## [Exercise text]
= = = =

The telomeric ssDNA region of budding yeast is coated by a multiple OB-fold protein Cdc13, which is essential for both chromosome capping and telomere length homeostasis . Cdc13 associates with another two OB-containing proteins Stn1 and Ten1 to fulfill their roles as telomere-dedicated RPA complex, based on direct structural comparison. Stn1/Ten1 structures from both budding yeast and fission yeast show striking similarities with Rpa32-Rpa14 structure . The structural similarity comes from not only the individual OB folds, but also the conserved heterodimerization interfaces . Moreover, the C-terminal domain of ScStn1 contains two tandem WH (winged helix-turn-helix) motif, which is most similar to the WH motif at the C terminus of Rpa32 . In the contrary, ScCdc13 exhibit certain similarity in domain organization but significant structural difference compared to Rpa70 counterpart, as shown by crystal structures of multiple OB folds at the N- and C-terminal ends of ScCdc13 .

= = = =

## [Source material]
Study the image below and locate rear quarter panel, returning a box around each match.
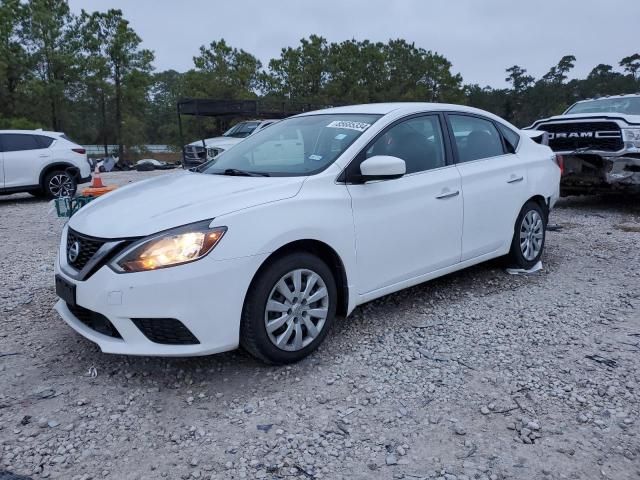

= = = =

## [Work instructions]
Pick up the passage on yeast telomere-binding proteins after its last sentence and continue it. The data has nothing to do with this exercise.

## [Response area]
ScCdc13 functions as a large platform that harbors four OB folds with different functionalities, such as specific telomeric ssDNA binding, interaction with DNA polymerase α and telomerase recruitment. The first OB fold in ScCdc13 serves as a homodimerization domain and a Pol1-interaction domain. Crystal structure of ScCdc13OB1 in complex with Pol1 shows that a helical Pol1 peptide binds into a deep basic groove on Cdc13, and this association requires the dimerization of Cdc13OB1 . The centrally located recruitment domain (RD) and the putative second OB fold (ScCdc13OB2) are both required for interaction with Est1, a regulatory component of telomerase . How they recognize Est1 and regulate telomerase activity remain elusive, prominently due to a lack of complex structure composed Cdc13 and Est1. The third OB fold (ScCdc13OB3) is involved in ssDNA binding, and the binding interface has been detailed revealed by the structure of ScCdc13OB3 complexed with a 11-mer telomeric ssDNA . The last OB fold of Cdc13 interacts with C-terminal WH motif of Stn1 , which also requires structural characterization for functional insights into Cdc13-Stn1 interaction.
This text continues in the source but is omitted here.